[WRITTEN REQUEST]
Rewrite all of the records below as a numbered list, skipping any blank lines. Leave the pictures out of your list.

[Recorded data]
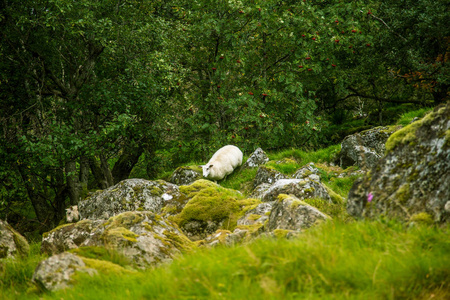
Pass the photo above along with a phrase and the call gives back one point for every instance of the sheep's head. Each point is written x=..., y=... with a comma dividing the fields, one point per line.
x=206, y=170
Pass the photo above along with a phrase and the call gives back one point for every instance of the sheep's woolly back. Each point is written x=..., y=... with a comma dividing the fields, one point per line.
x=223, y=162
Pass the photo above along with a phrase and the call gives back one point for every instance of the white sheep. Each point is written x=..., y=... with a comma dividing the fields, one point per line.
x=223, y=162
x=72, y=214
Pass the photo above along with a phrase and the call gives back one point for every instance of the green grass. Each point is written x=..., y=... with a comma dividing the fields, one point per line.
x=303, y=157
x=407, y=117
x=358, y=260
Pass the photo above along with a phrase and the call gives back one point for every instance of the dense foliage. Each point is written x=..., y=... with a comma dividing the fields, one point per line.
x=87, y=88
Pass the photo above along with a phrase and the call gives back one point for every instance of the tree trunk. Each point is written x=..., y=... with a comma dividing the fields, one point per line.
x=126, y=162
x=100, y=179
x=45, y=213
x=72, y=182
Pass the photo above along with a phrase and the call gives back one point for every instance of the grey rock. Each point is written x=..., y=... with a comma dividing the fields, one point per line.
x=145, y=238
x=131, y=195
x=57, y=272
x=413, y=179
x=12, y=243
x=257, y=159
x=185, y=175
x=309, y=171
x=258, y=215
x=366, y=148
x=301, y=188
x=267, y=175
x=290, y=213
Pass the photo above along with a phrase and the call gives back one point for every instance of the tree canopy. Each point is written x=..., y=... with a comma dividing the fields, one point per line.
x=90, y=87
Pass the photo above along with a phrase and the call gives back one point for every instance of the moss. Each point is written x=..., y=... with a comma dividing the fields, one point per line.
x=296, y=203
x=423, y=218
x=102, y=253
x=407, y=135
x=180, y=241
x=156, y=191
x=253, y=217
x=106, y=267
x=281, y=233
x=211, y=202
x=403, y=193
x=282, y=197
x=118, y=233
x=21, y=243
x=447, y=138
x=126, y=219
x=335, y=197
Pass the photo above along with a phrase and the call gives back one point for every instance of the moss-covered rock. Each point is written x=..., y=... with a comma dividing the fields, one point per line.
x=291, y=213
x=131, y=195
x=12, y=243
x=210, y=207
x=144, y=238
x=414, y=176
x=267, y=175
x=186, y=175
x=365, y=148
x=301, y=188
x=61, y=271
x=258, y=158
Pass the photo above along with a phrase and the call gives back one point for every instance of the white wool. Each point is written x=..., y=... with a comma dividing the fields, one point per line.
x=223, y=162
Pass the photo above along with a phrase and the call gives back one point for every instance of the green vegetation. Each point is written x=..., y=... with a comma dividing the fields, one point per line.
x=211, y=202
x=360, y=260
x=406, y=118
x=94, y=92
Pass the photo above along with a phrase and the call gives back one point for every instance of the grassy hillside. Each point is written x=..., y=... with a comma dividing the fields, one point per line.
x=339, y=259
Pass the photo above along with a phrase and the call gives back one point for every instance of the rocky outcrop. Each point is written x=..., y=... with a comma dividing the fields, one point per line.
x=301, y=188
x=12, y=243
x=309, y=171
x=366, y=148
x=144, y=237
x=267, y=175
x=412, y=181
x=210, y=207
x=257, y=159
x=258, y=215
x=131, y=195
x=186, y=175
x=290, y=213
x=57, y=272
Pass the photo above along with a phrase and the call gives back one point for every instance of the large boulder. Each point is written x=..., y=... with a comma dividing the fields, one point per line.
x=59, y=271
x=257, y=215
x=145, y=238
x=412, y=182
x=308, y=171
x=56, y=272
x=290, y=213
x=186, y=175
x=12, y=243
x=267, y=175
x=366, y=148
x=131, y=195
x=211, y=207
x=257, y=159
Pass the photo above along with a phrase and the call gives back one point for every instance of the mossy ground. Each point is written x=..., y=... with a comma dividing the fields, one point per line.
x=360, y=260
x=211, y=202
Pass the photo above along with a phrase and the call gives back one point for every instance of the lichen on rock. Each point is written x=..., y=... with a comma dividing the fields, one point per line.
x=12, y=243
x=210, y=207
x=130, y=195
x=413, y=177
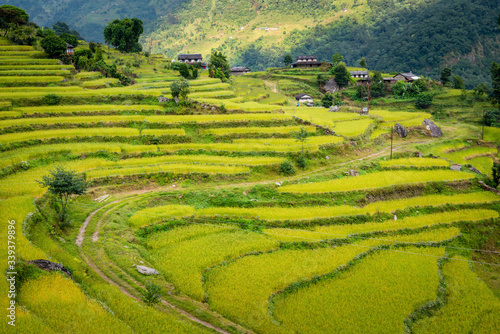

[THE ANSWER]
1. Pass the photo above along with a phrase and the call gives back one point for every instance of the sheep's head. Each point is written x=..., y=... with a comma dividing the fields, one point per line.
2. x=206, y=170
3. Pass the photo above along with a phrase and the call gives back one point for every instance of the sheep's woolly back. Each point is written x=..., y=... with a comma dividing the fields, one point per line.
4. x=223, y=162
5. Pass the photo above along with a phrase and the call gives back one point for every instance of the white sheep. Each point is written x=..., y=... with a comma dividing the fields, one point per line.
6. x=223, y=162
7. x=72, y=214
8. Pass the photo above along with a phrase and the call gives back one point for every instance of the green grass. Each point is written x=..., y=... with a comma dividing the fields, one point per line.
9. x=303, y=157
10. x=407, y=117
11. x=358, y=260
12. Pass the photo above along with a phrase and the call gives back one point for every instance of the dense foliage. Each point is written x=..., y=... with a comma dividing the fields, one point per line.
13. x=87, y=88
14. Pass the photo above along with a phrase and the call gives back one point for every instance of the tree trunk. Each point is written x=..., y=... with a comma dividing the fields, one point per line.
15. x=126, y=162
16. x=100, y=179
17. x=45, y=213
18. x=72, y=182
19. Pass the photo above along with a phrase and the call gives back one point for every instance of the grey rock. Each point is written x=..., y=... with a comma dividing the fields, one point per line.
20. x=145, y=238
21. x=131, y=195
22. x=57, y=272
23. x=413, y=179
24. x=12, y=243
25. x=257, y=159
26. x=185, y=175
27. x=309, y=171
28. x=258, y=215
29. x=366, y=148
30. x=301, y=188
31. x=267, y=175
32. x=290, y=213
33. Pass the photo above along with a phrase and the call gives back one point for every instance of the tree canopy. Each point is written x=..., y=... with a comma dividing the fields, one point per line.
34. x=90, y=87
35. Pass the photo above along with a phrase and the call gives back one point for every instance of the moss. Each point is written x=..., y=... with a comma dividing the fields, one point per line.
36. x=296, y=203
37. x=423, y=218
38. x=102, y=253
39. x=407, y=135
40. x=180, y=241
41. x=156, y=191
42. x=253, y=217
43. x=106, y=267
44. x=281, y=233
45. x=211, y=202
46. x=403, y=193
47. x=282, y=197
48. x=118, y=233
49. x=21, y=243
50. x=447, y=138
51. x=126, y=219
52. x=335, y=197
53. Pass the photo above along with a phrase and the call gives back one point for every instance of the moss-covered rock. Each point is written x=..., y=... with a comma dividing the fields, one point per line.
54. x=291, y=213
55. x=131, y=195
56. x=12, y=243
57. x=210, y=207
58. x=144, y=238
59. x=414, y=176
60. x=267, y=175
61. x=186, y=175
62. x=365, y=148
63. x=301, y=188
64. x=61, y=271
65. x=258, y=158
66. Pass the photo above along with a phrase and the call gives back one point for every instance of the white wool. Each point is written x=..., y=... with a comma dividing the fields, one point per line.
67. x=223, y=162
68. Pass the photo above along with a phrase and the call gives back one point for every instance of the green vegetation. Each point is written x=..., y=... with a comma dividing the fields, one point per line.
69. x=211, y=202
70. x=360, y=260
71. x=406, y=118
72. x=94, y=92
73. Pass the photo above along with a phrase and the call gives back one point for every instance of the grassy hillside. Each point is written x=..., y=... with a comma dividing the fields, one point per line.
74. x=339, y=259
75. Pass the photo above along with a phrase and the call gives back one point for every instance of the rocky outcrop. Each point is written x=..., y=... with a comma dividing the fields, one point per line.
76. x=301, y=188
77. x=12, y=243
78. x=309, y=171
79. x=366, y=148
80. x=144, y=237
81. x=267, y=175
82. x=412, y=181
83. x=210, y=207
84. x=257, y=159
85. x=258, y=215
86. x=131, y=195
87. x=186, y=175
88. x=290, y=213
89. x=57, y=272
90. Pass the photo above along with a phrase and the call gives back one point for every instance of the large boulder. Each point is written x=..., y=... with a comma dividing the fields, one point per line.
91. x=59, y=271
92. x=257, y=215
93. x=145, y=238
94. x=412, y=182
95. x=308, y=171
96. x=56, y=272
97. x=290, y=213
98. x=186, y=175
99. x=12, y=243
100. x=267, y=175
101. x=366, y=148
102. x=131, y=195
103. x=211, y=207
104. x=257, y=159
105. Pass the photo above along with a phrase and the call gives back one point for every instance of the mossy ground. Each point is written x=..., y=... with a comma dividing the fields, one point per line.
106. x=360, y=260
107. x=211, y=202
108. Pass the photo above along with a phrase and the call gives back one point for every instance of the lichen on rock. Each point is written x=..., y=... with a comma dividing the fields, one point per line.
109. x=12, y=243
110. x=210, y=207
111. x=130, y=195
112. x=413, y=177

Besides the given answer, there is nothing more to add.